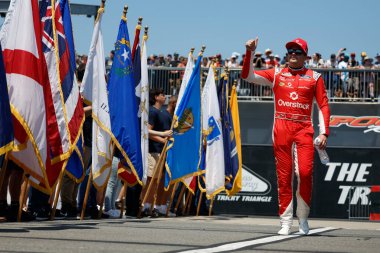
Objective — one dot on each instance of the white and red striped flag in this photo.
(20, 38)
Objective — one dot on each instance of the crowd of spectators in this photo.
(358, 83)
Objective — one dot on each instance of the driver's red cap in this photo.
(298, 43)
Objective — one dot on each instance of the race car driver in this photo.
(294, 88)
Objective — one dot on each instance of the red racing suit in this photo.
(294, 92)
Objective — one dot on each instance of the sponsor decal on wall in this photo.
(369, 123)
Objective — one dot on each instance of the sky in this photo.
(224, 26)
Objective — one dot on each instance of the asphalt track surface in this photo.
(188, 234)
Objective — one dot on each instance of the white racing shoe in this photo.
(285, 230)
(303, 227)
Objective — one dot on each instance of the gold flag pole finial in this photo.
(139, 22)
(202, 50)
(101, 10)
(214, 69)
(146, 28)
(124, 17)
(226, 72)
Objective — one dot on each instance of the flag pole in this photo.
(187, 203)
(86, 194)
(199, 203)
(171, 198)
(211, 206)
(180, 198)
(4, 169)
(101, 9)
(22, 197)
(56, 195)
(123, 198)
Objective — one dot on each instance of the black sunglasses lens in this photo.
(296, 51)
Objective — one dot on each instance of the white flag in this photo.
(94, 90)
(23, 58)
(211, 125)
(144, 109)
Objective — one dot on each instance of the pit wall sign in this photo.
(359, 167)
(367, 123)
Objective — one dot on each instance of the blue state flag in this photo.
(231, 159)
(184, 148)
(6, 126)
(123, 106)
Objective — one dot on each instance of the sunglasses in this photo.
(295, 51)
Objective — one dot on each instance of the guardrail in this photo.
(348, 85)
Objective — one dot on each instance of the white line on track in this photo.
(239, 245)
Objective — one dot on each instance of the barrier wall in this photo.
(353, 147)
* * *
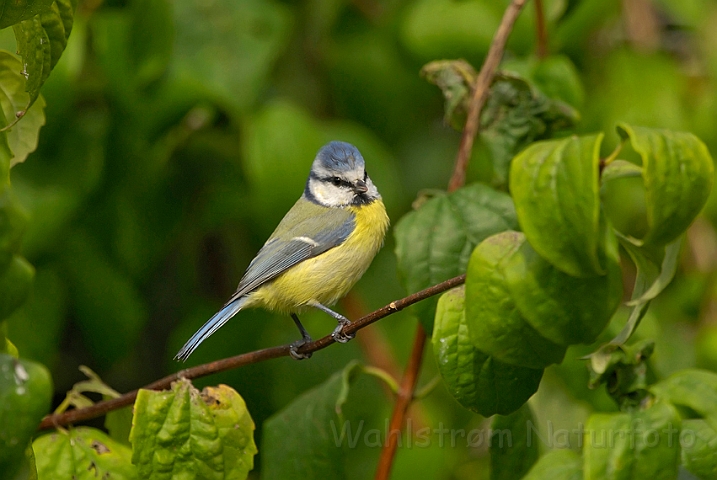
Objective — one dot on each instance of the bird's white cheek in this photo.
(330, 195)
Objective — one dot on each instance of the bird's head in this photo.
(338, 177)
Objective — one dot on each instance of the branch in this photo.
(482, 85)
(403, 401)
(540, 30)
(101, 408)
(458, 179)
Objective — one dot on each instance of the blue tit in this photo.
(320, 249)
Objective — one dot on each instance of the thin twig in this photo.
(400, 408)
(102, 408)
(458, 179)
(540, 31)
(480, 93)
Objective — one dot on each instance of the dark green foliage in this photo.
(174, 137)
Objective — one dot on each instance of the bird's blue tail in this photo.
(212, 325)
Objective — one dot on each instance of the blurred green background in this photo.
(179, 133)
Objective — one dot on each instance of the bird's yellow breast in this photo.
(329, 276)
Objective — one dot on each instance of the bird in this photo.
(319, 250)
* * *
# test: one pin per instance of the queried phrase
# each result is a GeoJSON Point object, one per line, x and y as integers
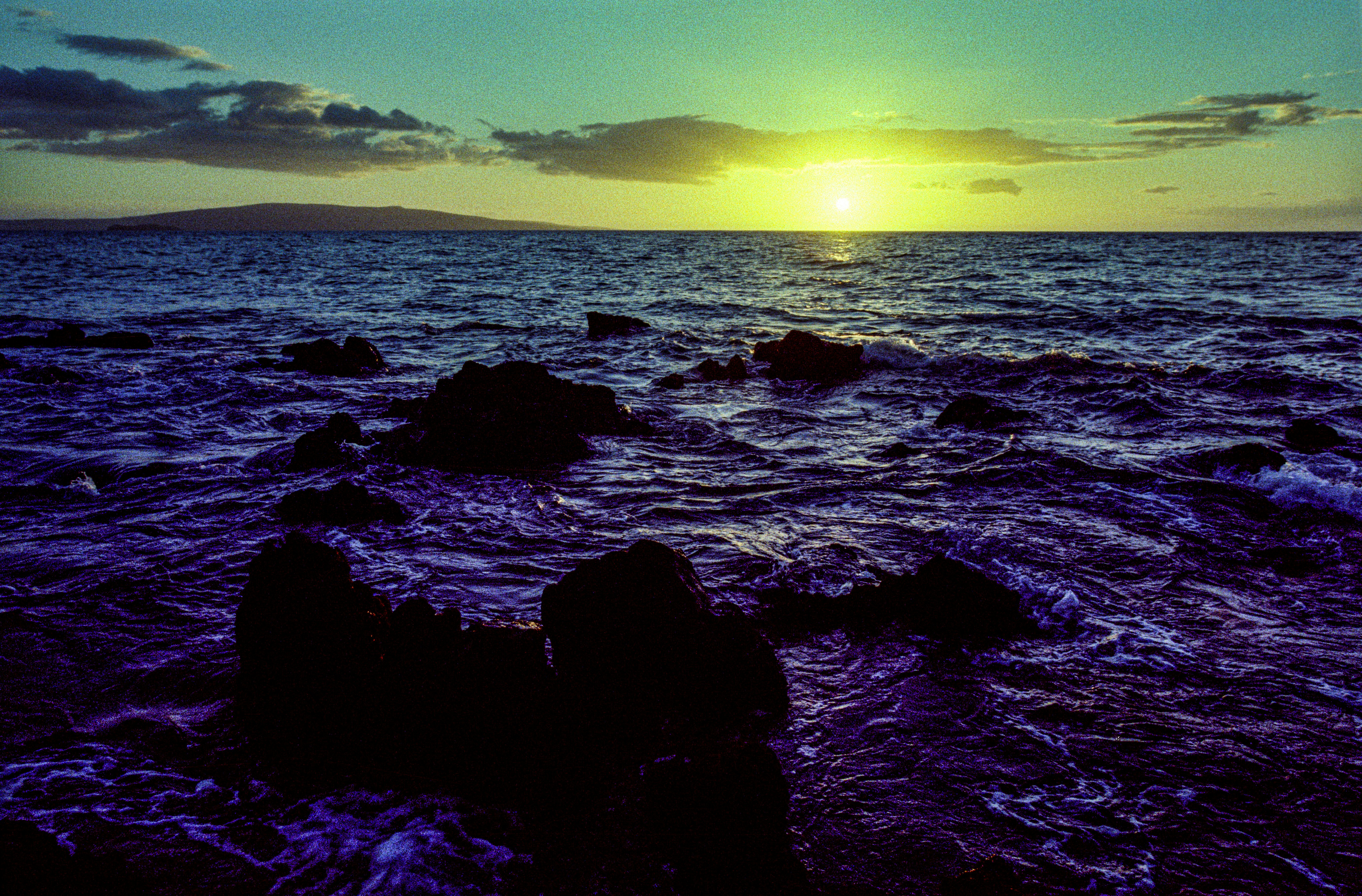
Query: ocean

What you are asked to do: Only one stretch of the listing is wanted: the lines starting at the one with "# each result" and ending at the one with "Query: ocean", copied exactly and free of pictures.

Output:
# each result is a GeoJSON Point object, one per line, x and y as integers
Query: ocean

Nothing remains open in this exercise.